• **Exercise**:
Return each line of the listing that follows in which the string "exact" can be found.

============

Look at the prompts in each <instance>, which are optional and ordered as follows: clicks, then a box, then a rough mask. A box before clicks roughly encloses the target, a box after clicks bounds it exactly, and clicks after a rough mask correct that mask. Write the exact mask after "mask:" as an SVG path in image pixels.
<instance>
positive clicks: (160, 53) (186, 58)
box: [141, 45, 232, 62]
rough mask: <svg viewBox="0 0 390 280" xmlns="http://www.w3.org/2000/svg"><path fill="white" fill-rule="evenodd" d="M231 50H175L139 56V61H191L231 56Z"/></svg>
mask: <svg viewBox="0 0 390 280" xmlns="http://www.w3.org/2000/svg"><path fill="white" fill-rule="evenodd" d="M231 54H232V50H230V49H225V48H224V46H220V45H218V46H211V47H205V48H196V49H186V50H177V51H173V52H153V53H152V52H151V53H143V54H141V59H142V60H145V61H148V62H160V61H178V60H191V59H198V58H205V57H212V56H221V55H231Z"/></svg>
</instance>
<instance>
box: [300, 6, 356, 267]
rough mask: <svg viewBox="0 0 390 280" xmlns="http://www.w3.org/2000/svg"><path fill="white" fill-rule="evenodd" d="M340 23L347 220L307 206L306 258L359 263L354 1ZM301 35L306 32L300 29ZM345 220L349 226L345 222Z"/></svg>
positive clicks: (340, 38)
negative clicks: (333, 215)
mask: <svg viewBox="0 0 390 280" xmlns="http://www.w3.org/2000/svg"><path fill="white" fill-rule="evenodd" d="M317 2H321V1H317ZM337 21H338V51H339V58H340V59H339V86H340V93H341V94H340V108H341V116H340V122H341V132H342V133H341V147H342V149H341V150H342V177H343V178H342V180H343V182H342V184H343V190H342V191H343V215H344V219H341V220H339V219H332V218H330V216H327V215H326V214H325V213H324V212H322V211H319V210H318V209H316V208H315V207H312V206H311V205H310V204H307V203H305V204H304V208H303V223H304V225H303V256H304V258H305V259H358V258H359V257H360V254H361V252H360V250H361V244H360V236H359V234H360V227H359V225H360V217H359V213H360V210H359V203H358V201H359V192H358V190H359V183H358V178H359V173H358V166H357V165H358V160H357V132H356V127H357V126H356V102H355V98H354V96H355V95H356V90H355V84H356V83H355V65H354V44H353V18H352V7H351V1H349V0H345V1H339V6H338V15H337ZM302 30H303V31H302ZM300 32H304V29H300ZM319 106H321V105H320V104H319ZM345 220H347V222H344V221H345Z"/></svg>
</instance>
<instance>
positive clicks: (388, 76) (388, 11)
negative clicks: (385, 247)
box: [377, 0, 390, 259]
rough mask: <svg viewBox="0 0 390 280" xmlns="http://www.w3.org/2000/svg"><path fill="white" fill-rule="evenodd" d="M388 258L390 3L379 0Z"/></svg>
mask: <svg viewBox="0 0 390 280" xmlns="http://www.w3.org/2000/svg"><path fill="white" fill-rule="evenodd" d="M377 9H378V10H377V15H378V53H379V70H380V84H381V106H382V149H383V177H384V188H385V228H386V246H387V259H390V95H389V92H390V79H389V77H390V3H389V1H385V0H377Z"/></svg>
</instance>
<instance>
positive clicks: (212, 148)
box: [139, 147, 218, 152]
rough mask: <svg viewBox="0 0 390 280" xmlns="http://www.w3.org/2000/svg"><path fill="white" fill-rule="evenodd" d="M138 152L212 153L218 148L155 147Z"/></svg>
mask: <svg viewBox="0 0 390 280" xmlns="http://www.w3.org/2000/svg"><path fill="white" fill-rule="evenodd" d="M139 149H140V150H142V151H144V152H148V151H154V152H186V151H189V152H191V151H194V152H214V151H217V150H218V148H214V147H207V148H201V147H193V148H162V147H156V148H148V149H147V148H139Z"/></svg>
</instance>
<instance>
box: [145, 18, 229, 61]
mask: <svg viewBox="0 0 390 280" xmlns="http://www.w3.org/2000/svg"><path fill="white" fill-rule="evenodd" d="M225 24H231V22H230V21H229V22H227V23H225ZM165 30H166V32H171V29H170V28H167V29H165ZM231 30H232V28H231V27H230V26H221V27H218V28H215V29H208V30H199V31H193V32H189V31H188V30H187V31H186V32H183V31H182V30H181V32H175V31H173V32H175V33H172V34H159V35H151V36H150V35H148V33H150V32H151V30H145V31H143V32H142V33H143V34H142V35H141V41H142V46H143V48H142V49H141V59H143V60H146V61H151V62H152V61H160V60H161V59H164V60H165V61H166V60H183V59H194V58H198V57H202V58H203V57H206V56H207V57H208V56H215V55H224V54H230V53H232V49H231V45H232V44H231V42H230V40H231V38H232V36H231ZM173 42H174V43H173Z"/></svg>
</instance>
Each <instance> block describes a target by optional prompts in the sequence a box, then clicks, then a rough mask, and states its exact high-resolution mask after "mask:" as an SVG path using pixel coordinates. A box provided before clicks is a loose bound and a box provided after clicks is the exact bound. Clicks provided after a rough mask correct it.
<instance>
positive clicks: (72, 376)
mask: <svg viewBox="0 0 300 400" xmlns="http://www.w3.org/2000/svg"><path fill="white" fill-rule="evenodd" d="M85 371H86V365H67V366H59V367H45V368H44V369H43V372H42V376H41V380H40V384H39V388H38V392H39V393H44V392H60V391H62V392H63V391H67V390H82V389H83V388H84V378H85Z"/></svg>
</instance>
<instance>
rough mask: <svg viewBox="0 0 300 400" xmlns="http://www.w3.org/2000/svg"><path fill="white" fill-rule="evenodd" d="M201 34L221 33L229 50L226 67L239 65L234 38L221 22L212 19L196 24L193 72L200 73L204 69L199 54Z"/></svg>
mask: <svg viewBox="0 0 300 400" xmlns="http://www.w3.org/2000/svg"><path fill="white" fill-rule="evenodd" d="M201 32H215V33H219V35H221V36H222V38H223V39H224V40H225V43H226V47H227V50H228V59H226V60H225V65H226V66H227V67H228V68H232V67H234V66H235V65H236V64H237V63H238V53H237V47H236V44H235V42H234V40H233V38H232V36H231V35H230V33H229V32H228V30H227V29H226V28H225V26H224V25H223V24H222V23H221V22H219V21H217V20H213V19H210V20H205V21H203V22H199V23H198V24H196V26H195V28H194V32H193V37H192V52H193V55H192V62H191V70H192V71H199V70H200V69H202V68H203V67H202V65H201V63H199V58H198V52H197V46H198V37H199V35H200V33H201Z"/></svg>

============

• **Expected answer**:
Look at the prompts in each <instance>, which are optional and ordered as follows: clicks, then a box, then a rough mask. A box before clicks roughly encloses the target, a box after clicks bounds it exactly, and clicks after a rough mask correct that mask. Write the exact mask after "mask:" as an SVG path in image pixels.
Each <instance> block describes a target by optional prompts in the sequence a box, then clicks, then a rough mask, and states its exact high-resolution mask after "mask:" as an SVG path using pixel coordinates. A box provided before clicks is a loose bound and a box provided after clicks is the exact bound. Clicks provided after a rough mask correct it.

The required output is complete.